Records for the exercise →
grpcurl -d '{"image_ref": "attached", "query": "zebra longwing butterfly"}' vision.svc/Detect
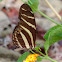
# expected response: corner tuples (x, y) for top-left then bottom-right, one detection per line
(12, 4), (36, 49)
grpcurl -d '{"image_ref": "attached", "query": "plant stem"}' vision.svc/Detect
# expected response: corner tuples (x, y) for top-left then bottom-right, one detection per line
(30, 50), (36, 54)
(37, 9), (60, 26)
(45, 0), (61, 21)
(35, 48), (45, 56)
(47, 56), (58, 62)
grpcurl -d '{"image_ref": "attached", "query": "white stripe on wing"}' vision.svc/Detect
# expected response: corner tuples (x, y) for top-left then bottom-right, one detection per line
(20, 25), (34, 48)
(21, 17), (36, 30)
(19, 31), (30, 49)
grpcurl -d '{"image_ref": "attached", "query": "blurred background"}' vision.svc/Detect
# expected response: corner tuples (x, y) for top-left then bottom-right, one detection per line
(0, 0), (62, 62)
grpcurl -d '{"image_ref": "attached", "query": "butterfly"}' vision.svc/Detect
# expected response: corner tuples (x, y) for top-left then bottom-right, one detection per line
(12, 4), (36, 50)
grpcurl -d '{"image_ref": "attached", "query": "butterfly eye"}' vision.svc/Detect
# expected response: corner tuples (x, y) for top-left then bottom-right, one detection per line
(3, 27), (7, 30)
(8, 24), (11, 27)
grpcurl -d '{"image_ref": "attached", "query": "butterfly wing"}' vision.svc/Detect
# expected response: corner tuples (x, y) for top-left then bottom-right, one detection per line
(12, 4), (36, 49)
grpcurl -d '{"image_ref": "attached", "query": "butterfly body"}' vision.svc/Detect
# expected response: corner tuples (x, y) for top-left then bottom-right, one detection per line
(12, 4), (36, 49)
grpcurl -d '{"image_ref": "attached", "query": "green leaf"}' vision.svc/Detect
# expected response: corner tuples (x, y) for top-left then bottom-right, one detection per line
(44, 25), (62, 54)
(43, 25), (60, 40)
(44, 25), (62, 51)
(44, 40), (49, 55)
(48, 25), (62, 45)
(44, 35), (62, 54)
(37, 56), (43, 61)
(44, 34), (62, 54)
(55, 33), (62, 36)
(48, 35), (62, 46)
(49, 26), (62, 38)
(28, 0), (39, 12)
(17, 52), (31, 62)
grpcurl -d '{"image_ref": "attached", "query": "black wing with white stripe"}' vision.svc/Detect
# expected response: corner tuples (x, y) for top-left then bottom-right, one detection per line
(12, 4), (36, 49)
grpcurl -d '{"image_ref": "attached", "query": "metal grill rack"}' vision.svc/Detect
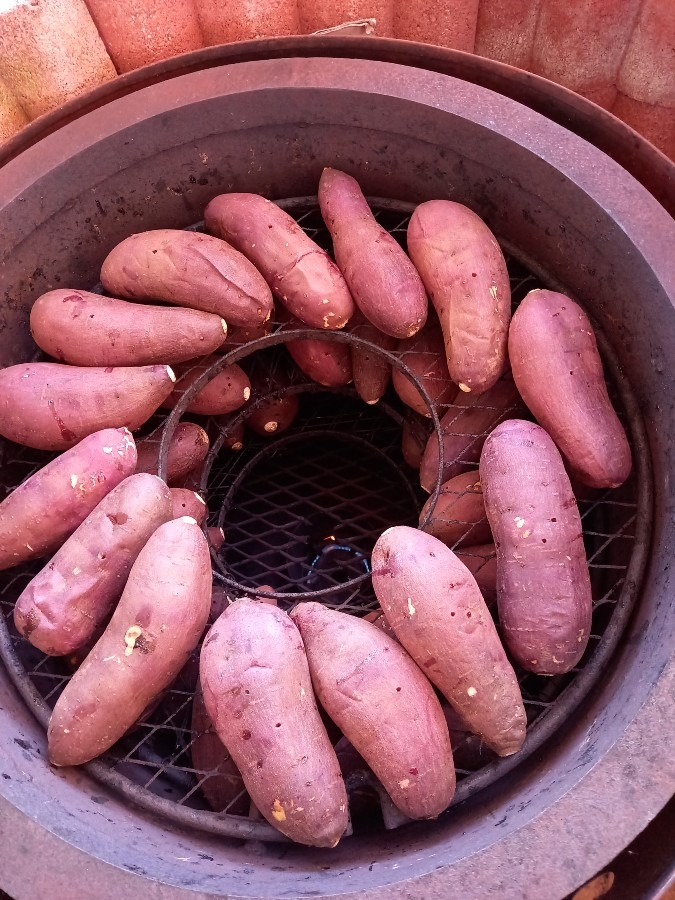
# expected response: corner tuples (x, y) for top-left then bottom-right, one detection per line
(0, 199), (651, 843)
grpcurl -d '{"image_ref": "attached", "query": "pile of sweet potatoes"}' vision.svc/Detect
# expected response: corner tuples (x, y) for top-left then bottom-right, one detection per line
(0, 168), (633, 848)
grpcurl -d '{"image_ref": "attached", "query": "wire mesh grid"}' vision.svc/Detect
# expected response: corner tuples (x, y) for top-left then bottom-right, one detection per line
(0, 198), (651, 842)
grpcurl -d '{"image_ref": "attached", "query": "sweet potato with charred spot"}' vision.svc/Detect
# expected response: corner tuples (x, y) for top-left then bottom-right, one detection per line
(292, 602), (455, 819)
(204, 193), (354, 330)
(508, 289), (631, 488)
(392, 323), (457, 417)
(349, 312), (397, 405)
(48, 516), (211, 766)
(372, 526), (526, 757)
(0, 428), (136, 572)
(14, 474), (173, 656)
(318, 168), (427, 339)
(191, 685), (249, 815)
(135, 422), (209, 485)
(419, 470), (491, 548)
(455, 544), (497, 608)
(0, 363), (176, 451)
(480, 419), (592, 675)
(419, 375), (522, 493)
(162, 356), (251, 416)
(170, 488), (207, 526)
(200, 599), (348, 847)
(407, 200), (510, 394)
(100, 229), (273, 328)
(30, 289), (228, 367)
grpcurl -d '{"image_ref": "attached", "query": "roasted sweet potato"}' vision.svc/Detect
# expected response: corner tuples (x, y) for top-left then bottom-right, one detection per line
(162, 356), (251, 416)
(508, 289), (631, 488)
(204, 193), (354, 329)
(284, 332), (353, 387)
(0, 363), (176, 451)
(349, 313), (397, 405)
(372, 525), (526, 757)
(455, 544), (497, 608)
(191, 685), (248, 815)
(30, 289), (228, 367)
(480, 419), (593, 674)
(392, 322), (457, 417)
(200, 599), (348, 847)
(419, 470), (491, 548)
(170, 488), (207, 525)
(48, 516), (211, 767)
(0, 428), (136, 571)
(291, 602), (455, 819)
(419, 375), (522, 493)
(14, 473), (173, 655)
(407, 200), (510, 394)
(318, 168), (427, 339)
(100, 229), (273, 327)
(135, 422), (209, 485)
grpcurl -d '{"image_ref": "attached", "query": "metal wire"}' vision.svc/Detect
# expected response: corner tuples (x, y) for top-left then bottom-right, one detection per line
(0, 198), (652, 843)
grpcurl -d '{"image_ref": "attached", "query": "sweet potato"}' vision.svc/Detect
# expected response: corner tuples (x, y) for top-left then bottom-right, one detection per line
(29, 289), (228, 367)
(407, 200), (510, 394)
(508, 289), (631, 488)
(392, 323), (457, 417)
(480, 419), (592, 674)
(162, 356), (251, 416)
(419, 375), (522, 493)
(100, 229), (273, 327)
(14, 474), (173, 656)
(200, 599), (348, 847)
(284, 332), (353, 387)
(247, 394), (300, 436)
(318, 168), (427, 339)
(207, 527), (225, 552)
(170, 488), (207, 526)
(291, 602), (455, 819)
(419, 470), (491, 548)
(349, 313), (397, 405)
(135, 422), (209, 485)
(204, 193), (354, 330)
(455, 544), (497, 607)
(0, 363), (176, 451)
(48, 516), (211, 767)
(372, 525), (526, 757)
(222, 421), (245, 451)
(401, 414), (432, 469)
(191, 685), (248, 815)
(0, 428), (136, 571)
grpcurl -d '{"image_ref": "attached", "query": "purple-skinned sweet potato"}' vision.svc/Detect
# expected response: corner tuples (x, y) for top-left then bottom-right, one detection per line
(0, 428), (136, 571)
(48, 516), (212, 766)
(419, 470), (491, 548)
(200, 599), (349, 847)
(291, 602), (456, 819)
(392, 322), (457, 417)
(204, 193), (354, 330)
(318, 168), (427, 339)
(480, 419), (592, 674)
(100, 229), (273, 327)
(419, 375), (522, 493)
(135, 422), (209, 486)
(14, 473), (173, 656)
(30, 289), (228, 367)
(372, 525), (526, 757)
(407, 200), (510, 394)
(508, 289), (631, 488)
(0, 363), (176, 451)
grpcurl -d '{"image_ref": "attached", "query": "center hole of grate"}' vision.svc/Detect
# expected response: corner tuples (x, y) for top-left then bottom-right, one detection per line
(212, 411), (421, 604)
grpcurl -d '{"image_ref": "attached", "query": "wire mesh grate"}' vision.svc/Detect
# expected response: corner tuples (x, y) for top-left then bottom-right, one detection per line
(0, 198), (651, 842)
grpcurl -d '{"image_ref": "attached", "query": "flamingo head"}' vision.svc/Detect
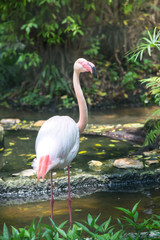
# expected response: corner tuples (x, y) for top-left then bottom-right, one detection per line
(74, 58), (97, 78)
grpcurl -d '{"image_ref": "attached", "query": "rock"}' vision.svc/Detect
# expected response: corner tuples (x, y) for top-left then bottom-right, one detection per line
(143, 151), (157, 156)
(1, 118), (21, 130)
(12, 169), (36, 177)
(1, 118), (21, 125)
(88, 160), (103, 171)
(88, 160), (103, 167)
(143, 151), (152, 156)
(0, 125), (4, 148)
(123, 123), (144, 128)
(33, 120), (46, 127)
(146, 160), (159, 165)
(113, 158), (144, 169)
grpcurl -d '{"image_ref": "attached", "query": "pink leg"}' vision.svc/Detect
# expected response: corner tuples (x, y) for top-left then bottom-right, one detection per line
(67, 166), (72, 225)
(50, 170), (54, 220)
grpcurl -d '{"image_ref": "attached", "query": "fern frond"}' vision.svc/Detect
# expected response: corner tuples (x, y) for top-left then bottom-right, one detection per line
(144, 120), (160, 146)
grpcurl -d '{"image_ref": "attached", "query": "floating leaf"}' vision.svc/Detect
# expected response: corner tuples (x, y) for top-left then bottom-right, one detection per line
(5, 148), (12, 151)
(80, 137), (88, 143)
(108, 144), (115, 147)
(78, 151), (87, 154)
(96, 151), (105, 155)
(74, 209), (82, 212)
(17, 137), (29, 140)
(27, 162), (33, 166)
(95, 143), (102, 147)
(110, 140), (119, 143)
(3, 151), (12, 157)
(19, 154), (26, 157)
(26, 154), (36, 160)
(9, 142), (15, 146)
(0, 147), (4, 151)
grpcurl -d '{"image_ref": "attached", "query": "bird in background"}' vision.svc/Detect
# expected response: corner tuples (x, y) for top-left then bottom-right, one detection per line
(32, 58), (97, 224)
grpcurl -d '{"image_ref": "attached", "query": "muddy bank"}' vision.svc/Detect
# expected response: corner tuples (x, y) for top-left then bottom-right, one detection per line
(1, 169), (160, 206)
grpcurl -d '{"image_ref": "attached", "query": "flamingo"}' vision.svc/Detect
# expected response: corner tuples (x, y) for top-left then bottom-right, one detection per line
(32, 58), (97, 224)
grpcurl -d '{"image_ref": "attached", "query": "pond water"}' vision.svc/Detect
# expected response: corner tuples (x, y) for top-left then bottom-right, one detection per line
(0, 105), (160, 232)
(0, 105), (158, 124)
(1, 189), (160, 232)
(0, 131), (136, 178)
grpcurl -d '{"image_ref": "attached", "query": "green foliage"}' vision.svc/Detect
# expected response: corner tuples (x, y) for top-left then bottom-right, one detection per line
(144, 119), (160, 146)
(141, 77), (160, 105)
(20, 91), (51, 107)
(16, 52), (41, 70)
(121, 71), (139, 91)
(1, 202), (160, 239)
(126, 27), (160, 61)
(126, 27), (160, 145)
(0, 0), (159, 108)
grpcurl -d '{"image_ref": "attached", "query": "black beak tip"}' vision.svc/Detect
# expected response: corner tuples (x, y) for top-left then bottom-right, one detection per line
(92, 66), (97, 78)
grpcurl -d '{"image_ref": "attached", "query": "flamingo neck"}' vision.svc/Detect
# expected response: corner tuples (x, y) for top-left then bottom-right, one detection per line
(73, 71), (88, 134)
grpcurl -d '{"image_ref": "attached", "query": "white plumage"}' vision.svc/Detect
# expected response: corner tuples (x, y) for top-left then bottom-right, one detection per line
(33, 116), (79, 176)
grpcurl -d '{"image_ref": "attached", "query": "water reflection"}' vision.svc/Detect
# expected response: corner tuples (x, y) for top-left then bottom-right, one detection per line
(1, 189), (160, 232)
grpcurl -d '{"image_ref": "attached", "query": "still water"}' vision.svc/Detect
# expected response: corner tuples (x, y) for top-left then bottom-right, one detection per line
(0, 105), (158, 124)
(0, 106), (160, 232)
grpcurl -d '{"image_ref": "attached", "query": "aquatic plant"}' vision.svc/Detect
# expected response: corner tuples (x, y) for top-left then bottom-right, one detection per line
(0, 202), (160, 239)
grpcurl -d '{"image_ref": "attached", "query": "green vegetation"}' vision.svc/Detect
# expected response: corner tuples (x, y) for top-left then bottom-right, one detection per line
(127, 27), (160, 146)
(0, 0), (159, 109)
(1, 202), (160, 239)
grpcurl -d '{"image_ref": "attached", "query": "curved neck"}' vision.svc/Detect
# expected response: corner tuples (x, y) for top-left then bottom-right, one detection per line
(73, 71), (88, 134)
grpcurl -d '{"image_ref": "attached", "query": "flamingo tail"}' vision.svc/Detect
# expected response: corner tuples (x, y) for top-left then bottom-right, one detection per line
(33, 155), (51, 182)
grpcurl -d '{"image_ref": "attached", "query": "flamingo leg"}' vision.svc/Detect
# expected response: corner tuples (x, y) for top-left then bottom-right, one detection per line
(50, 170), (54, 220)
(67, 166), (72, 225)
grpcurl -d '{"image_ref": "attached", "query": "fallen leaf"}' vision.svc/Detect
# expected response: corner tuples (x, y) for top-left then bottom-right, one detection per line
(74, 209), (82, 212)
(95, 143), (102, 147)
(96, 152), (105, 155)
(108, 144), (115, 147)
(78, 151), (87, 154)
(17, 137), (30, 140)
(9, 142), (15, 146)
(110, 140), (119, 143)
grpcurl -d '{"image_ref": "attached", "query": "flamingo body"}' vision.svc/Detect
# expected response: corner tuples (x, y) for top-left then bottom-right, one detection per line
(33, 116), (79, 181)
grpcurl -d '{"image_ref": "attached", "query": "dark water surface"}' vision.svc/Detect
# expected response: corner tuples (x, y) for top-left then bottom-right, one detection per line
(0, 106), (160, 232)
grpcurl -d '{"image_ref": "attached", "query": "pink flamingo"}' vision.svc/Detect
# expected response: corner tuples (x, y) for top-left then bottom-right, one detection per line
(32, 58), (97, 224)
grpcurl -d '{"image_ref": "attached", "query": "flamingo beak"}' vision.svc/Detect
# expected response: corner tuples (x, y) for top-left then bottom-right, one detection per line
(92, 66), (97, 78)
(88, 64), (97, 78)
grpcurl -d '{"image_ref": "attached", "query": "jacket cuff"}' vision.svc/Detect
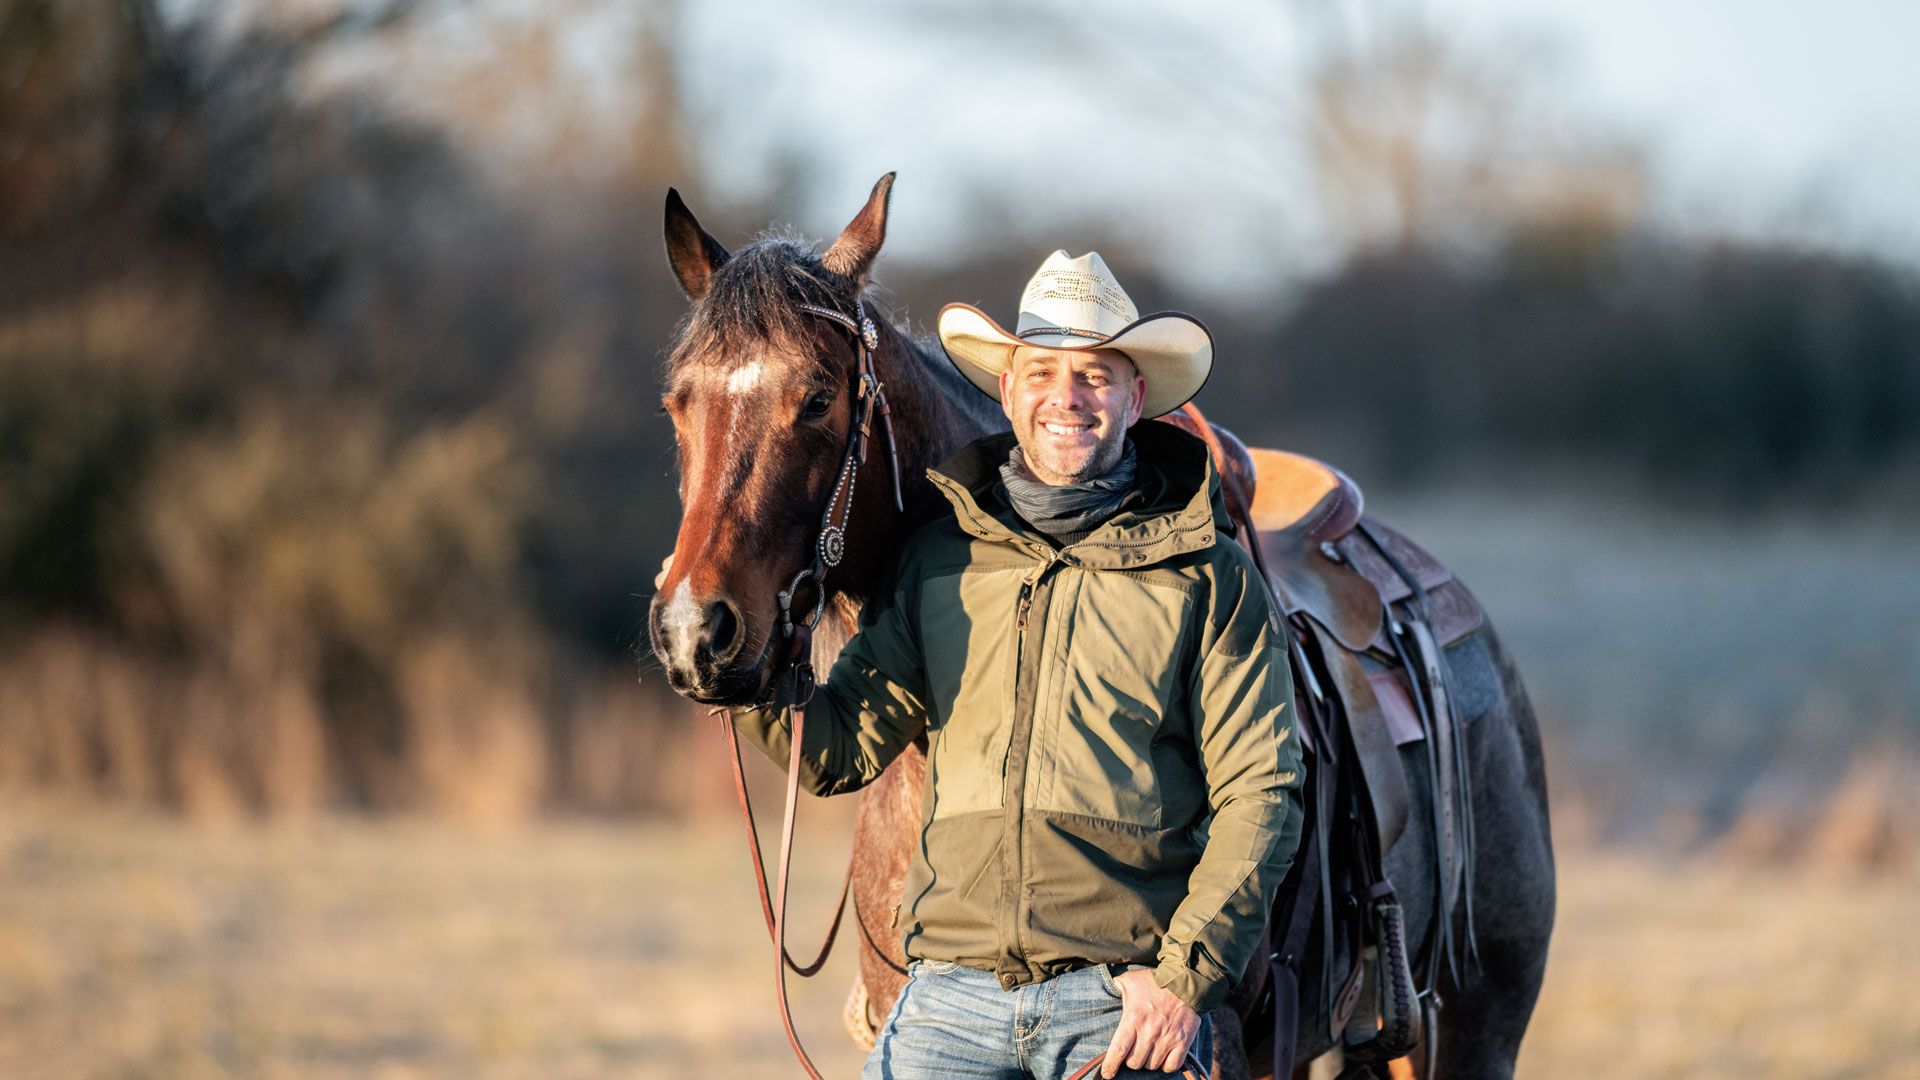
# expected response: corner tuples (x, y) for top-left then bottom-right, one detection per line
(1152, 951), (1229, 1014)
(728, 678), (796, 733)
(727, 688), (799, 775)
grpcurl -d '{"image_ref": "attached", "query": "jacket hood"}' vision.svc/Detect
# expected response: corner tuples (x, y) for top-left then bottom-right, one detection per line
(925, 420), (1233, 569)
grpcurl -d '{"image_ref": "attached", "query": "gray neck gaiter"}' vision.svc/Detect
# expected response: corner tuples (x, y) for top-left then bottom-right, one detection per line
(999, 438), (1139, 547)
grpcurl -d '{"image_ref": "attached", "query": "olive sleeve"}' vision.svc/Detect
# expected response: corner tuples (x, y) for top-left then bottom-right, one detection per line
(728, 553), (931, 798)
(1152, 543), (1307, 1013)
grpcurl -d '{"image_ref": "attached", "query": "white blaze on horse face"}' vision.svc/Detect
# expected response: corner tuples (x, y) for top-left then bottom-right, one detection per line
(726, 361), (765, 395)
(721, 360), (767, 451)
(661, 578), (702, 671)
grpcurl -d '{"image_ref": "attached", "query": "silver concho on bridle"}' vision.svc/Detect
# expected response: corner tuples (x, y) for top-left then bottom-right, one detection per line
(818, 524), (846, 567)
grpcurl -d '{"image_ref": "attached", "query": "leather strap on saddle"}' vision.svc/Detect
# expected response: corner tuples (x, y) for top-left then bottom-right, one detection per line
(1360, 521), (1481, 987)
(1305, 619), (1409, 853)
(1263, 789), (1323, 1080)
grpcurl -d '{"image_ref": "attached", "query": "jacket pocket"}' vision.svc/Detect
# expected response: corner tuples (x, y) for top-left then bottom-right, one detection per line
(919, 567), (1022, 819)
(1029, 569), (1196, 827)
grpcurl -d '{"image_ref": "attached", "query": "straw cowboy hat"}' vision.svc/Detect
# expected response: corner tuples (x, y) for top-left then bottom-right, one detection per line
(937, 250), (1214, 419)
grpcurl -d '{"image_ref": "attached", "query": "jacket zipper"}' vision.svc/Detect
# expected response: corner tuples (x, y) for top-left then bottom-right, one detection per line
(1000, 553), (1060, 986)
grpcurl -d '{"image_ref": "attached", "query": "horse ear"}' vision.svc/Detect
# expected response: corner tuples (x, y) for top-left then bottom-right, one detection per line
(821, 172), (896, 287)
(664, 187), (730, 301)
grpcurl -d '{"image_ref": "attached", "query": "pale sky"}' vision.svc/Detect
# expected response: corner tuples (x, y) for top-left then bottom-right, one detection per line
(296, 0), (1920, 296)
(1440, 0), (1920, 257)
(666, 0), (1920, 295)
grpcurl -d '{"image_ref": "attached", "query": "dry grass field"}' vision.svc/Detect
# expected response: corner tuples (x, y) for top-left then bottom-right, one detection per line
(0, 796), (1915, 1079)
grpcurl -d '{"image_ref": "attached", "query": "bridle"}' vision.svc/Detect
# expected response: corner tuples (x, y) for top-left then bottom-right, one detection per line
(770, 298), (905, 703)
(718, 293), (904, 1080)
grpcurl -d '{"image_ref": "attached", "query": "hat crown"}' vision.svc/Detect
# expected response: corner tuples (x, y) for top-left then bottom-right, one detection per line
(1014, 251), (1140, 343)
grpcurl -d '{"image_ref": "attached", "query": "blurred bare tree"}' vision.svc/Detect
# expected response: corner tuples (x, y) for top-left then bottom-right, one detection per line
(1297, 13), (1646, 254)
(869, 0), (1645, 259)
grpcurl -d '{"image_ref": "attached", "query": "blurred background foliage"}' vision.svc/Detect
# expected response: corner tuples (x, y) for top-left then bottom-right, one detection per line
(1, 0), (1915, 856)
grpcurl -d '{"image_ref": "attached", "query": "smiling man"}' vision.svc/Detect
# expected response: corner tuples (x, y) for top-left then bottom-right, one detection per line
(727, 250), (1304, 1079)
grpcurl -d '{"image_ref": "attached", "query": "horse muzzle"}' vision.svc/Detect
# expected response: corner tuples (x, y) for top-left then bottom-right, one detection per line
(649, 582), (782, 705)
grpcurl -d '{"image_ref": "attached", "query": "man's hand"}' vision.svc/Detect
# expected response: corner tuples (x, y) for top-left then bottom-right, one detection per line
(1101, 968), (1201, 1076)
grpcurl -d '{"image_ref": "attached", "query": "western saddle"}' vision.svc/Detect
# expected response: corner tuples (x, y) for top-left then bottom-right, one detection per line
(1161, 408), (1483, 1080)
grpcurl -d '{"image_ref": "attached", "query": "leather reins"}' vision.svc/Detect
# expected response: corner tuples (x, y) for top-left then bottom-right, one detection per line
(717, 296), (901, 1080)
(1066, 1050), (1208, 1080)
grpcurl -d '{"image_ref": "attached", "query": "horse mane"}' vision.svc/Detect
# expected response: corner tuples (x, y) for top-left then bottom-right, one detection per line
(666, 227), (1007, 463)
(666, 228), (849, 375)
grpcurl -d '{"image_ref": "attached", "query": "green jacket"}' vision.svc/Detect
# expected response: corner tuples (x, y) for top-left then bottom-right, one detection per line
(731, 422), (1304, 1013)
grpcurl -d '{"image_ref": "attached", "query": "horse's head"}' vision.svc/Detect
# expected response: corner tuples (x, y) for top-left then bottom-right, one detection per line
(649, 175), (897, 705)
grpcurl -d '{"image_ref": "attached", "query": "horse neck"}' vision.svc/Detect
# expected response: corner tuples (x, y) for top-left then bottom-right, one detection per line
(866, 312), (1002, 505)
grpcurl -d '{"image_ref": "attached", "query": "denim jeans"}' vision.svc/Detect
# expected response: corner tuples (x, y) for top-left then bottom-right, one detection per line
(861, 959), (1213, 1080)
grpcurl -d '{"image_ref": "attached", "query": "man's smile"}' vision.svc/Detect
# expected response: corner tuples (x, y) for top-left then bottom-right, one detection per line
(1041, 418), (1095, 439)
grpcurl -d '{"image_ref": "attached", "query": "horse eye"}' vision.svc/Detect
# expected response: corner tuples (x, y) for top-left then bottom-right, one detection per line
(800, 389), (834, 422)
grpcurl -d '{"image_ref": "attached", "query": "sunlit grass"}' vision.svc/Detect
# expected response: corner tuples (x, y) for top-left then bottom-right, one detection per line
(0, 797), (1913, 1078)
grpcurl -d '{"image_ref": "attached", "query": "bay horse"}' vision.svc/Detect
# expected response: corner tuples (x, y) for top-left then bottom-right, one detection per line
(648, 174), (1555, 1078)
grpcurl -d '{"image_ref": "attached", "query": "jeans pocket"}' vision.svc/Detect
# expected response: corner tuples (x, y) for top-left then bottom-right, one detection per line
(918, 959), (960, 975)
(1092, 962), (1123, 999)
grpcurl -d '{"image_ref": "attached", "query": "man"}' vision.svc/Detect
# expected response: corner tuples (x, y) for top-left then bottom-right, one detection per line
(728, 251), (1304, 1079)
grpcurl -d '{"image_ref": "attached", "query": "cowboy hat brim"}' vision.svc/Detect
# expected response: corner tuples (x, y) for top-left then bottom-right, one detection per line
(936, 302), (1214, 419)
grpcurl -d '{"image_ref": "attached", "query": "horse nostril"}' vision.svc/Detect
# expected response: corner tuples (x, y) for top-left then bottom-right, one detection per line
(705, 599), (741, 661)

Try it → In the records above, tally the lines where the word "plant" appears, and give the number and nothing else.

Expected answer → 2